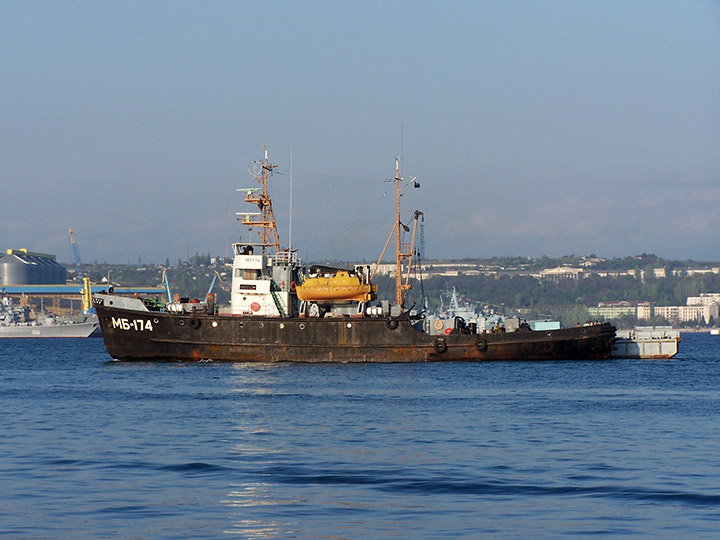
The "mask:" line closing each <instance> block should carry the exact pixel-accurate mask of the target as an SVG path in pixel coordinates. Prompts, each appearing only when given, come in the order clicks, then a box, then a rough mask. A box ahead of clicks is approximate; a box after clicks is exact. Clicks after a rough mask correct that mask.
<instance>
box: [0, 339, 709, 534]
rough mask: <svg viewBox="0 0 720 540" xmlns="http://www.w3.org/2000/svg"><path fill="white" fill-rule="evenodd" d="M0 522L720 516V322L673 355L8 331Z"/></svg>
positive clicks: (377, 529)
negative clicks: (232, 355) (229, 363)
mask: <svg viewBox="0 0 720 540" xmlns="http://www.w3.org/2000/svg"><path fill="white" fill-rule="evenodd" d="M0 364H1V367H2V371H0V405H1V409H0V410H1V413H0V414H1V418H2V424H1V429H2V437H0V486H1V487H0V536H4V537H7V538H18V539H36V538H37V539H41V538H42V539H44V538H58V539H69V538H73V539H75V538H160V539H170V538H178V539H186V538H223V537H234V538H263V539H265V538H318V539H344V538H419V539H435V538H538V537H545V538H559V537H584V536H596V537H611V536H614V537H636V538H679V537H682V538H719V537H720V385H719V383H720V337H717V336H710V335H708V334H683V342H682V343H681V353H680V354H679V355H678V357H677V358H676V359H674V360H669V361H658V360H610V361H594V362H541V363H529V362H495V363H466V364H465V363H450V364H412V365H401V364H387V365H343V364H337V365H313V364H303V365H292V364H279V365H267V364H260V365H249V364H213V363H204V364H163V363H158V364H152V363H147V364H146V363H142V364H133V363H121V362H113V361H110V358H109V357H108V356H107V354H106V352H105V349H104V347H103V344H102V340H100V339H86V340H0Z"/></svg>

_ _ _ _ _ _ _

» The problem
What are the lines, exactly as written above, from the line with "box: [0, 339, 709, 534]" to the line with "positive clicks: (377, 529)", both included? Output only those.

» Result of this exercise
box: [0, 339, 709, 534]
rough mask: <svg viewBox="0 0 720 540" xmlns="http://www.w3.org/2000/svg"><path fill="white" fill-rule="evenodd" d="M0 522L720 516V322L673 355L8 331Z"/></svg>
positive clicks: (377, 529)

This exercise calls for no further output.